Passage
Dudley Brooks (December 22, 1913 – July 17, 1989) was an American jazz pianist, arranger, and composer.

Biography
Brooks was born on December 22, 1913, in Los Angeles, California. 
While under contract to Paramount Studios, Brooks spent considerable time working as a session piano player at the Radio Recorders studio in Los Angeles. For many years, Radio Recorders was one of the best known recording studios in the country and hosted performers such as Charlie Parker, Louis Armstrong, and Elvis Presley. Presley was also under contract to Paramount Studios where he was filming movies to include Girls! Girls! Girls! and Blue Hawaii. Paramount, to ensure Presley's recordings and movies stayed on schedule, regularly provided studio musicians to Radio Recorders. As a result, Brooks developed a professional relationship with Presley that spanned decades. Together, they collaborated on many albums and movies to include:

 A Date with Elvis
 Blue Hawaii
 Elvis for Everyone
 Elvis' Gold Records Volume 4
 Elvis Sings Flaming Star
 Elvis' Christmas Album
 Fun in Acapulco
 G.I. Blues
 Girls! Girls! Girls!

Available data
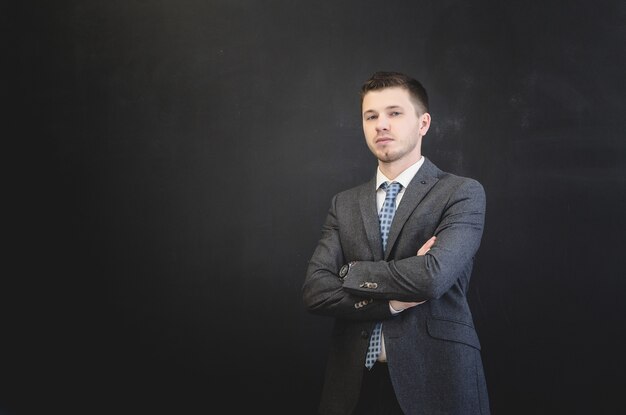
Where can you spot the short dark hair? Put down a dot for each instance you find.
(382, 80)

Requirements
Swap "pianist" for "musician" in the Dudley Brooks biography from "Dudley Brooks (December" up to and including "Los Angeles, California.", and give that part again. These lines have nothing to do with the Dudley Brooks biography.

Complete output
Dudley Brooks (December 22, 1913 – July 17, 1989) was an American jazz musician, arranger, and composer.

Biography
Brooks was born on December 22, 1913, in Los Angeles, California.